(Problem)
Show all lines below holding the string "cabinet".

Information supplied section start

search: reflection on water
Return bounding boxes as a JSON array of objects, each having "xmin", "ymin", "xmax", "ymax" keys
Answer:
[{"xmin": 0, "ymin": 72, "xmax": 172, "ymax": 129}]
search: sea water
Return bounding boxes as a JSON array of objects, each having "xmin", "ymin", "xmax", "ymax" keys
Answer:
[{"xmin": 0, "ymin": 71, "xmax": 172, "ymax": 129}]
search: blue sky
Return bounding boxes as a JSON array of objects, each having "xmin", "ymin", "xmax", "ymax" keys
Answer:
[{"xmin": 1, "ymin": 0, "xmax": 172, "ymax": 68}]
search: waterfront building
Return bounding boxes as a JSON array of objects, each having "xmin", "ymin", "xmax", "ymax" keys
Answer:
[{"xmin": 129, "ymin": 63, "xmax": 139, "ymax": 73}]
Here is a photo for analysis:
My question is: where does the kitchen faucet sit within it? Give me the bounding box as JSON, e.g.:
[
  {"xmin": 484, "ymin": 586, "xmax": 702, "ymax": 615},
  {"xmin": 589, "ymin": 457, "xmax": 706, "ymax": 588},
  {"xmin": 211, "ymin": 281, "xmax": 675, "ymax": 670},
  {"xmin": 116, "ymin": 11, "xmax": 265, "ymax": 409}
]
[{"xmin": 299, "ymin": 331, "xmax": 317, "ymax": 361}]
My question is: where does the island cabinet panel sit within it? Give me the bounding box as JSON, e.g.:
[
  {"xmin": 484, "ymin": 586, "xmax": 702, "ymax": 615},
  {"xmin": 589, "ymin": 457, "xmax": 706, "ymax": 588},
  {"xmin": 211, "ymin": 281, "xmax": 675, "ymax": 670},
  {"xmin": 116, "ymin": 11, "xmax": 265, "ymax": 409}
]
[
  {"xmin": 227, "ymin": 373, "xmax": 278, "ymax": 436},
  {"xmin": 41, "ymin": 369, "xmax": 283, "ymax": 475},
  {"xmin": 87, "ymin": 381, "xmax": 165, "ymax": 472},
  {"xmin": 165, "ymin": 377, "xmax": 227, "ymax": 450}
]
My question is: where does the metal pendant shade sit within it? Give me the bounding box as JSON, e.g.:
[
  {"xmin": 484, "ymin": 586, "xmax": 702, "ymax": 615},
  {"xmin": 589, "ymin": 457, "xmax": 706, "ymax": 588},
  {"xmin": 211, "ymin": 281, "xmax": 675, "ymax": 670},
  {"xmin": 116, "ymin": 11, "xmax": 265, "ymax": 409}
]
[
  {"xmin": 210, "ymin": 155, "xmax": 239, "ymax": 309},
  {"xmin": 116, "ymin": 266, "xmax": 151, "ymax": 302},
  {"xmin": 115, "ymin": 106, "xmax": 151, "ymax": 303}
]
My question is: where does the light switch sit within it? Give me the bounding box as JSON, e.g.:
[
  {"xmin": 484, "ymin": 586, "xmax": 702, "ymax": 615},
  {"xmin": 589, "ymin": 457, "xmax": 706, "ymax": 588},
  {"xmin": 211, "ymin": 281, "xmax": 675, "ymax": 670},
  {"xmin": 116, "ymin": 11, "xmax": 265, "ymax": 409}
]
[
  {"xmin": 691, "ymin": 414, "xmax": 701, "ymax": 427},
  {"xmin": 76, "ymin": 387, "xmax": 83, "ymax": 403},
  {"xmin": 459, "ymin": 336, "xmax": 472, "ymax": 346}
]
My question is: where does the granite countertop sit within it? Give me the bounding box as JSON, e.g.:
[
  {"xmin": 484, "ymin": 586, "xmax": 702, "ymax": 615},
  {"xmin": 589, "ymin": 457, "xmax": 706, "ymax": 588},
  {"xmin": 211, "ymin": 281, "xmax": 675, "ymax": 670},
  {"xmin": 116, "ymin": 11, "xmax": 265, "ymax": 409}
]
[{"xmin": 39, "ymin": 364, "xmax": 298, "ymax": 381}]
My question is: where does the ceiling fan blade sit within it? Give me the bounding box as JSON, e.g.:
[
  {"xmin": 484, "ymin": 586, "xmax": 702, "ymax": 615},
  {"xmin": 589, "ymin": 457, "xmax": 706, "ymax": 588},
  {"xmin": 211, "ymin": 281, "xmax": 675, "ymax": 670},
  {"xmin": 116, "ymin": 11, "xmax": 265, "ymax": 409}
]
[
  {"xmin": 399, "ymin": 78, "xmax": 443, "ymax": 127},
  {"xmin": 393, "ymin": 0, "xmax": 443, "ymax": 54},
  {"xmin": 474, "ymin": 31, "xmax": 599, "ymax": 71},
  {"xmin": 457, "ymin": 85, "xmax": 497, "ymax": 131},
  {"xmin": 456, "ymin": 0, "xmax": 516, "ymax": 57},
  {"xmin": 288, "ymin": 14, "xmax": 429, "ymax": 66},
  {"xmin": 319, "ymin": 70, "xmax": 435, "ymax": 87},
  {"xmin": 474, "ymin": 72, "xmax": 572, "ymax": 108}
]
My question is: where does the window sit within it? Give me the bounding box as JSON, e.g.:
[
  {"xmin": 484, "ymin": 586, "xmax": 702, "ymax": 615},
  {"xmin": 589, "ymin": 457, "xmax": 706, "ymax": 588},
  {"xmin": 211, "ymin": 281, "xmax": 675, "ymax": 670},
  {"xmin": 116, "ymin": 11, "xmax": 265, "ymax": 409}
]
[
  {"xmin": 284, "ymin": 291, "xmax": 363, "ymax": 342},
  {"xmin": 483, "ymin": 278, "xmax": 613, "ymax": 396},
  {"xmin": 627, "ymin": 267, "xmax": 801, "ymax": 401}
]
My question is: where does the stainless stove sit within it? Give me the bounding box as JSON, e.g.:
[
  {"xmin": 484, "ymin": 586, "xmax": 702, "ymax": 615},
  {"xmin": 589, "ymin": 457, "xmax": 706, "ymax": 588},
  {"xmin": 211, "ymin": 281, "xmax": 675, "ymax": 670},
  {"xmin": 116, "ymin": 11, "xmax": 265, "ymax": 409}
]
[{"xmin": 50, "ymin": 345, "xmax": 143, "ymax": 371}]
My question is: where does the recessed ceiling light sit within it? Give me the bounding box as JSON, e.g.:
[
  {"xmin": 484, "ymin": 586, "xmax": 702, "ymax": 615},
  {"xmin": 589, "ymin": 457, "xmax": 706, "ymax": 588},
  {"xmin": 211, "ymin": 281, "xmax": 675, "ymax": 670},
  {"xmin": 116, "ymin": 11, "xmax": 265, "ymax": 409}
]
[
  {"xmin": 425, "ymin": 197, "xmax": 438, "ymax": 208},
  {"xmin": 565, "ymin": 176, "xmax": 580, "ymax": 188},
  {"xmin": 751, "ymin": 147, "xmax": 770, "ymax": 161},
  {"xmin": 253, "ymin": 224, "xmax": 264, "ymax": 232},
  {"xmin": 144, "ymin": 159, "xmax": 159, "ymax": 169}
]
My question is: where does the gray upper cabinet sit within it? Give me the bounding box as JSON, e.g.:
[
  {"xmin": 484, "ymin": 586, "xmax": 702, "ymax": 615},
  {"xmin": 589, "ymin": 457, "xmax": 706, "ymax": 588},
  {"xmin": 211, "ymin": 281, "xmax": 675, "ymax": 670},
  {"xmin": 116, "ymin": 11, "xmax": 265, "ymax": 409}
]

Information supplied section end

(Answer below)
My question is: where does the island cabinet panel sit within it? Give me the bounding box as JSON, e.g.:
My question is: where does the gray upper cabinet sit within it? Give me the bounding box as JSON, e.g.:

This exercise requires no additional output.